■ INSTRUCTIONS FOR THE TASK ■
Each line at or after the one containing "Target: background trees" should be transcribed exactly, up to and including the final line of the data.

# # # # #

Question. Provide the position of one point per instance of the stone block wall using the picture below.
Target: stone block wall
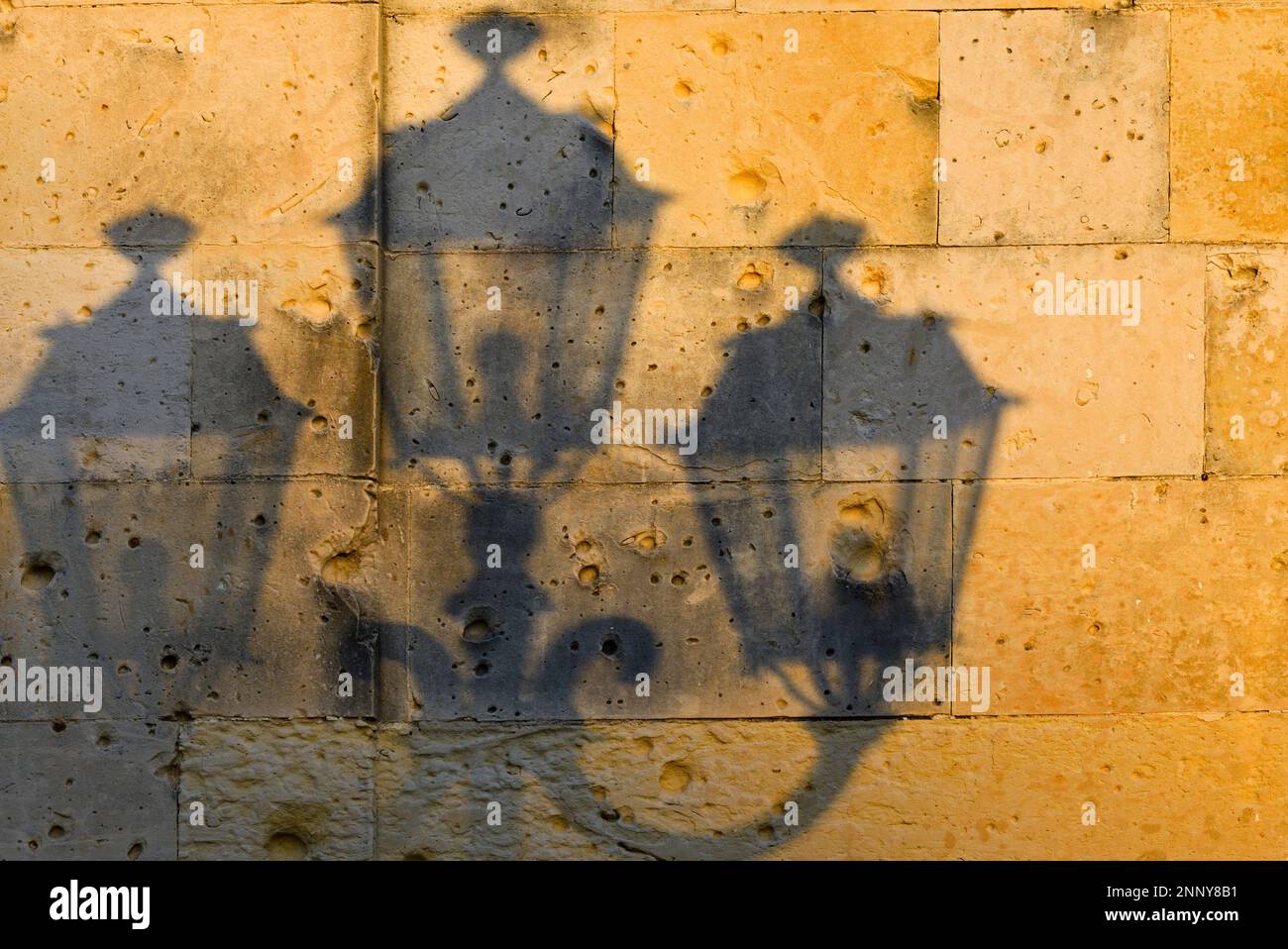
(958, 529)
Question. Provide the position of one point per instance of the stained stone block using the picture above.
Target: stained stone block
(774, 129)
(104, 576)
(278, 791)
(482, 394)
(1052, 134)
(294, 391)
(228, 119)
(759, 600)
(88, 791)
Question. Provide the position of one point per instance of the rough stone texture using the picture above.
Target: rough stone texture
(478, 395)
(686, 584)
(1046, 143)
(1229, 69)
(774, 174)
(99, 575)
(1163, 789)
(82, 348)
(917, 334)
(88, 791)
(241, 141)
(269, 399)
(277, 791)
(353, 675)
(1247, 374)
(1188, 589)
(532, 123)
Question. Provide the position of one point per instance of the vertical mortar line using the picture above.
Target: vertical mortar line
(939, 115)
(1168, 150)
(822, 356)
(612, 153)
(377, 403)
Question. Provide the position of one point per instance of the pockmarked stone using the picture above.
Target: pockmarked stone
(88, 790)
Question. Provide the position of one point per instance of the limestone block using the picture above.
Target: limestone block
(103, 576)
(241, 132)
(475, 394)
(277, 791)
(1046, 143)
(1247, 380)
(88, 791)
(529, 602)
(1229, 155)
(751, 143)
(295, 391)
(784, 5)
(95, 384)
(497, 140)
(1183, 610)
(1162, 789)
(962, 335)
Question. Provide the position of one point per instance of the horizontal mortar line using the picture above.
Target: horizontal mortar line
(200, 481)
(395, 724)
(748, 481)
(432, 252)
(194, 245)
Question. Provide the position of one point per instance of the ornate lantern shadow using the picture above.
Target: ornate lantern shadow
(107, 561)
(485, 406)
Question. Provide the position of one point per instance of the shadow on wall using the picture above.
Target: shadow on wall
(485, 407)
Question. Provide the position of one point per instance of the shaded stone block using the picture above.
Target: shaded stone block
(103, 576)
(661, 601)
(498, 141)
(1247, 378)
(98, 382)
(772, 129)
(475, 394)
(949, 364)
(295, 391)
(88, 791)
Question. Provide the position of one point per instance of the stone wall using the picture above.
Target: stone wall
(966, 314)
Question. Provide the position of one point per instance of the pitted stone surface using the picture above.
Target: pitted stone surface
(88, 791)
(694, 587)
(102, 575)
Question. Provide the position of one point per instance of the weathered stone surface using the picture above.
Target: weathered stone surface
(841, 130)
(277, 791)
(101, 575)
(1229, 129)
(780, 5)
(1186, 591)
(1046, 143)
(1162, 787)
(88, 791)
(691, 586)
(90, 368)
(271, 398)
(241, 140)
(915, 334)
(1247, 377)
(481, 395)
(497, 149)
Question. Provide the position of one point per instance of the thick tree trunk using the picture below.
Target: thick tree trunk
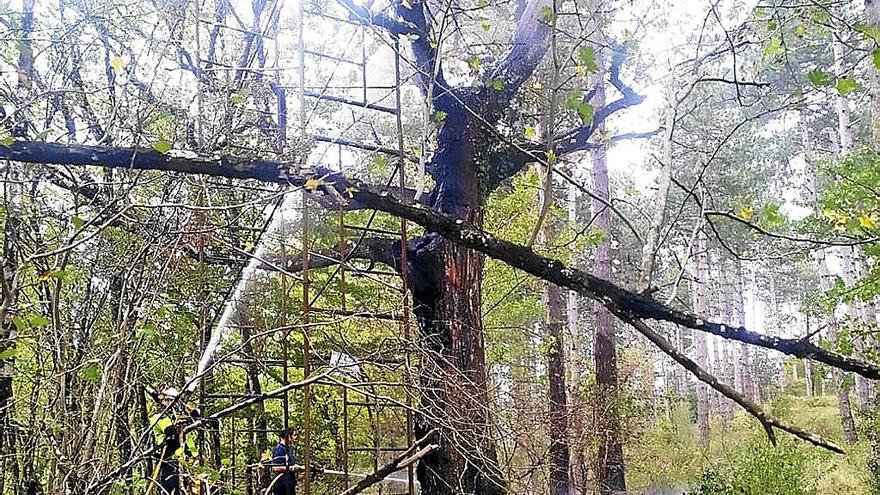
(609, 466)
(573, 362)
(701, 307)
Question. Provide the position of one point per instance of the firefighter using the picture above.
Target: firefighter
(168, 432)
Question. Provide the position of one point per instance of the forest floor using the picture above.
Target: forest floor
(667, 458)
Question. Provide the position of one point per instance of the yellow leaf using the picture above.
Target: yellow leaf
(867, 221)
(116, 64)
(312, 184)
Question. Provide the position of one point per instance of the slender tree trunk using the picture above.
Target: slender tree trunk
(844, 129)
(558, 407)
(844, 407)
(776, 323)
(8, 460)
(652, 239)
(728, 288)
(843, 403)
(701, 307)
(872, 19)
(575, 426)
(856, 315)
(610, 465)
(744, 367)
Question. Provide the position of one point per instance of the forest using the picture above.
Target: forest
(447, 247)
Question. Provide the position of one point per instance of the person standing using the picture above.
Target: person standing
(168, 432)
(284, 464)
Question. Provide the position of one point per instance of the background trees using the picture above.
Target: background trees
(115, 274)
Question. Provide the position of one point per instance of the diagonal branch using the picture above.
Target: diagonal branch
(402, 461)
(507, 161)
(336, 187)
(767, 421)
(579, 139)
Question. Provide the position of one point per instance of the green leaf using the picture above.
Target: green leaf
(547, 14)
(238, 97)
(585, 110)
(162, 146)
(20, 323)
(846, 86)
(819, 77)
(870, 32)
(116, 64)
(595, 237)
(587, 57)
(92, 372)
(149, 329)
(474, 63)
(773, 48)
(36, 320)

# # # # #

■ SOLUTION TO THIS PROBLEM ■
Target: background trees
(115, 274)
Question. Provide the position of one point per instance of the diagonal branch using the picture above.
Target: diagonal branch
(402, 461)
(507, 161)
(336, 187)
(767, 421)
(579, 139)
Question. Provide the position of one point per instance of the green leaf using the picture above.
Target: green leaf
(547, 14)
(238, 97)
(585, 110)
(162, 146)
(20, 323)
(846, 86)
(819, 77)
(870, 32)
(116, 64)
(595, 237)
(587, 57)
(92, 372)
(149, 329)
(474, 63)
(773, 48)
(36, 320)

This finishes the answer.